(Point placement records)
────

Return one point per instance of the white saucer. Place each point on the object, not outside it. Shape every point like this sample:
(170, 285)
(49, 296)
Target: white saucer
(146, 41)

────

== AIM OF THE EXERCISE ==
Can you pull every line from the items above and copy each one out word for word?

== RESULT BELOW ==
Return one point per instance of the white saucer. Place each point on the object, not outside it. Shape every point like this sample:
(170, 285)
(49, 296)
Target: white saucer
(146, 41)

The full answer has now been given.